# STUDIENTEXT:

Gegenwärtige Forschungen zum Staat und Diskussionen über Staatlichkeit sind häufig von Governance-Analysen dominiert, die an die Stelle des Staates eine kollektive Regelung gesellschaftlicher Angelegenheiten setzen. In Abgrenzung dazu zielen die Beiträge in der aktuellen Ausgabe darauf, Strategien für die Suche nach dem in der wissenschaftlichen Debatte verschwundenen Staat wieder freizulegen und klassische theoretische Konzepte von Staatlichkeit zu reaktualisieren.
Lars Döpking argumentiert in seinem Aufsatz „Politik und Geltung“, dass die Debatten um Max Webers Staatsverständnis dessen Potenzial verkennen. Mithilfe weberianischer Begriffe sei Staatlichkeit als Chance auf die Geltung einer bestimmten Ordnung zu rekonstruieren. Bei Tobias Eules „Wiederbegegnung mit einer aussortierten Kategorie“ hat die im Völkerrecht verankerte Zuschreibung einer Staatseigenschaft im Fall sogenannter De-facto-Staaten unmittelbare Auswirkungen auf deren Handlungsmöglichkeiten. Diese ergeben sich unter anderem aus Urteilen des Internationalen Strafgerichtshofs und des Gerichtshofs der Europäischen Union. Philipp Müller betrachtet „Im Namen des Staates“ die zeitgenössischen Diagnosen zum Scheitern staatlicher Planungspolitik im autoritär regierten Portugal und zeigt, wie sich darin die Vorstellung staatlicher Steuerungsmacht verfestigte. Der Aufsatz von Ariane Leendertz beschäftigt sich unter der Überschrift „Zersetzung von innen“ mit dem Wandel von Staatlichkeit am Beispiel der Urban Policy unter der Präsidentschaft Ronald Reagans in den USA: Während städtische Entwicklungspolitik und Wohnungsbau bis zu Reagans Regierungsantritt zum Kernbereich gesellschaftspolitischer Reformen gehörten, wurde das Budget des entsprechenden Departments ab 1982 drastisch zusammengestrichen. Auch Rüdiger Graf befasst sich am Beispiel der „Verhaltenspolitik“, genauer: dem sogenannten Nudging, mit dem „Wandel von Staatlichkeit seit den 1970er-Jahren“. Unter Zuhilfenahme vermeintlich natürlicher Prinzipien von Entscheidungsprozessen sollen Menschen dazu angehalten werden, sich gesünder, ökologischer, sicherer oder ökonomischer zu verhalten, ohne dass ihnen diese Steuerung bewusst wird.

# DATEN ZUR PRÜFUNG:
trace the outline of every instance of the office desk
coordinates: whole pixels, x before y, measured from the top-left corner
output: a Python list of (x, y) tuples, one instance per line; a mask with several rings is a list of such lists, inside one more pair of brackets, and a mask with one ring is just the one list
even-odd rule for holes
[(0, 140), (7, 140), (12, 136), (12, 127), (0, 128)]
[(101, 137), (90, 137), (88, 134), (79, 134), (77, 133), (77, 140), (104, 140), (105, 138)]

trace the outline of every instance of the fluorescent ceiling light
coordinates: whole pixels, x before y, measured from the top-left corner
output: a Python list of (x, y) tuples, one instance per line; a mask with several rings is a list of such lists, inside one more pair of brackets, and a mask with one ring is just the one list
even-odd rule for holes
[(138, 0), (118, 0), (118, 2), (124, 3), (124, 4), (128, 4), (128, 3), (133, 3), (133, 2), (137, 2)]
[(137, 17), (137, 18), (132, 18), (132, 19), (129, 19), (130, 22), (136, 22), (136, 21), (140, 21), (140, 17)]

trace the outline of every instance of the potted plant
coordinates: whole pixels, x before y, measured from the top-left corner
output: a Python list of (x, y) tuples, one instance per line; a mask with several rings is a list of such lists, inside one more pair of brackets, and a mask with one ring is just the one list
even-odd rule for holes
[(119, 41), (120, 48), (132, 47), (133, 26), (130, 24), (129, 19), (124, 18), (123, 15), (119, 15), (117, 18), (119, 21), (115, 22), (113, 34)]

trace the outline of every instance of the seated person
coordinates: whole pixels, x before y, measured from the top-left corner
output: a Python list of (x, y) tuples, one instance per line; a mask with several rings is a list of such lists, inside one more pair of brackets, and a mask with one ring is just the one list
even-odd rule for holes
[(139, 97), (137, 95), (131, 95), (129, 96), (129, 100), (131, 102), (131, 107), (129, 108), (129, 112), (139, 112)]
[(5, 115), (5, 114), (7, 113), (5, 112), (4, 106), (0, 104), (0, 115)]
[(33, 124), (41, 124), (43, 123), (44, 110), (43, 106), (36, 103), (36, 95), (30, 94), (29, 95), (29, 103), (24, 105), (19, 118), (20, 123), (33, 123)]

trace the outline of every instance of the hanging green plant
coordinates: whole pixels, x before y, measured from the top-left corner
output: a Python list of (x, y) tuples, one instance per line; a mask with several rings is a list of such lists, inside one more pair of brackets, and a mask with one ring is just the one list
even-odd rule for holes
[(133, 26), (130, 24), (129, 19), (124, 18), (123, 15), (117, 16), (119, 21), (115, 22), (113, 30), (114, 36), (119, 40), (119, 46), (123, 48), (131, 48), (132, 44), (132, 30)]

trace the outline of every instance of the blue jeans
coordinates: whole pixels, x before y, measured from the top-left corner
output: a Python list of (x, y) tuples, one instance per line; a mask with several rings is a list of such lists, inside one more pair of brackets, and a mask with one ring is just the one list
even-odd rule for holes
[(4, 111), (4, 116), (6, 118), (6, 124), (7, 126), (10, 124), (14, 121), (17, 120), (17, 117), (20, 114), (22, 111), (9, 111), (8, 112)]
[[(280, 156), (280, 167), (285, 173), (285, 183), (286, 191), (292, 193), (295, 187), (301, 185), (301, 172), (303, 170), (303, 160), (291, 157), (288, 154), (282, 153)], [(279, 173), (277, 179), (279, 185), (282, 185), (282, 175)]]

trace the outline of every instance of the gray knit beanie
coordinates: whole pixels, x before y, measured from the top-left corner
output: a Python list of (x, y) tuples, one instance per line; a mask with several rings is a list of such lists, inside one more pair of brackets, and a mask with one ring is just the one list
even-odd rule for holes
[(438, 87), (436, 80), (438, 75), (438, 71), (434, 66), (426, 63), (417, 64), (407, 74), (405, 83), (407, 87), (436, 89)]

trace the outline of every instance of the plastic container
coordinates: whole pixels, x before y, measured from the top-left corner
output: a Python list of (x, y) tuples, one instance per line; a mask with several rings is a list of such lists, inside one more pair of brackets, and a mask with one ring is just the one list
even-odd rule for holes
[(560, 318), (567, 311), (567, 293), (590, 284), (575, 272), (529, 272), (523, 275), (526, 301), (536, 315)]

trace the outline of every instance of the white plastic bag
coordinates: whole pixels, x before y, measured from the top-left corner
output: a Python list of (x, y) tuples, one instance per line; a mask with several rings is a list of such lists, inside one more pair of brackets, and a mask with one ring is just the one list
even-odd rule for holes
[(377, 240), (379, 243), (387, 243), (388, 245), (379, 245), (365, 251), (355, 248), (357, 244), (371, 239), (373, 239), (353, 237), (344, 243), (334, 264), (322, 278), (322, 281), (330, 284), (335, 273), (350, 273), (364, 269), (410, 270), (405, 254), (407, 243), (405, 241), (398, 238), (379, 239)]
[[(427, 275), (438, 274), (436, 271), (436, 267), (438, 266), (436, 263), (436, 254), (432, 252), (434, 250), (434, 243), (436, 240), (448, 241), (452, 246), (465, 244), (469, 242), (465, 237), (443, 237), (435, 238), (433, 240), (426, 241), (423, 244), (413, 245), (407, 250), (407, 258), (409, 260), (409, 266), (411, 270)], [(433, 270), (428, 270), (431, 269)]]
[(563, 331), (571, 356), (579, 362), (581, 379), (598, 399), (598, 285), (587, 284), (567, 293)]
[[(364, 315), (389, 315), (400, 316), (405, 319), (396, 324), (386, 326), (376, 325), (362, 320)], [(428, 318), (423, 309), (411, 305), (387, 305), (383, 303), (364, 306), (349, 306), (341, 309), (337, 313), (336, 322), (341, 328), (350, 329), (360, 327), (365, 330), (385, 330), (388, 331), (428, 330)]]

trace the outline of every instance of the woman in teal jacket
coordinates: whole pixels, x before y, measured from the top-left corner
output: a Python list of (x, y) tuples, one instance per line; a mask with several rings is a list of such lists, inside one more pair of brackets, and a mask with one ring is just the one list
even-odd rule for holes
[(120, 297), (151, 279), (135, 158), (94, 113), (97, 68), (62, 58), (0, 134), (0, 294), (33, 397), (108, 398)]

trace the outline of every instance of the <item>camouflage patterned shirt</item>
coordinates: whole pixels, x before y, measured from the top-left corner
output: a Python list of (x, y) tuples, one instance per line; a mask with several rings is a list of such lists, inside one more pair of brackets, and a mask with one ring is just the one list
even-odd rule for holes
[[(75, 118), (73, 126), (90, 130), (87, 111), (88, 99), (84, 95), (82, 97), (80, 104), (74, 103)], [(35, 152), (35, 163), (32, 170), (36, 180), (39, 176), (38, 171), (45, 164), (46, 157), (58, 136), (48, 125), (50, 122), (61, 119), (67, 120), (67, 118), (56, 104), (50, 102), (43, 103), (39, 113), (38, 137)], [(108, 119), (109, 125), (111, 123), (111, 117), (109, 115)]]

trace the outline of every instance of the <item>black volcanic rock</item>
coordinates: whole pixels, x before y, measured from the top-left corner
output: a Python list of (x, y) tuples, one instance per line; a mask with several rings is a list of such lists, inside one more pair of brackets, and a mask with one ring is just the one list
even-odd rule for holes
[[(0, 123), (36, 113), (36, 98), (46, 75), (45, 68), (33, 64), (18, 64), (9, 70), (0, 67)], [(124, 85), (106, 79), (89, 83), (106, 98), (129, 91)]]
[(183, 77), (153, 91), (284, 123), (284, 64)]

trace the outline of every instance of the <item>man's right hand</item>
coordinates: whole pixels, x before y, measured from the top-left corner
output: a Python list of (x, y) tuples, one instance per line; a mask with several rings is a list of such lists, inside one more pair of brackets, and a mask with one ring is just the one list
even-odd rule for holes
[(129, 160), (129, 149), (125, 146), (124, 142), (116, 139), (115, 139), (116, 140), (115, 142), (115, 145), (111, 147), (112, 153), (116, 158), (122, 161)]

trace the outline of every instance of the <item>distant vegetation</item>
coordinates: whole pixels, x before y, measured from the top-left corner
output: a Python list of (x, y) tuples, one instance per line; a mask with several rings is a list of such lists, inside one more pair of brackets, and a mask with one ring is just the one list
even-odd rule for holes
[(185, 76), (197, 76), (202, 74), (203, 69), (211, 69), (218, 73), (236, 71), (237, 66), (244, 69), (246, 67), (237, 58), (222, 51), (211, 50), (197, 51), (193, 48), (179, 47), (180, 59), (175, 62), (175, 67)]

# ZU ERLEDIGENDE AUFGABEN:
1. Schreiben Sie aus dem Studientext den Abschnitt von „Gegenwärtige Forschungen zum“ bis „Staatlichkeit zu reaktualisieren.“ wortgetreu ab.
2. Ab welchem Jahr wurde laut Studientext das Budget des für städtische Entwicklungspolitik und Wohnungsbau zuständigen Departments unter Reagan drastisch zusammengestrichen?

# ERGEBNISSE:
1.
Gegenwärtige Forschungen zum Staat und Diskussionen über Staatlichkeit sind häufig von Governance-Analysen dominiert, die an die Stelle des Staates eine kollektive Regelung gesellschaftlicher Angelegenheiten setzen. In Abgrenzung dazu zielen die Beiträge in der aktuellen Ausgabe darauf, Strategien für die Suche nach dem in der wissenschaftlichen Debatte verschwundenen Staat wieder freizulegen und klassische theoretische Konzepte von Staatlichkeit zu reaktualisieren.

2. Das Budget wurde ab 1982 drastisch zusammengestrichen.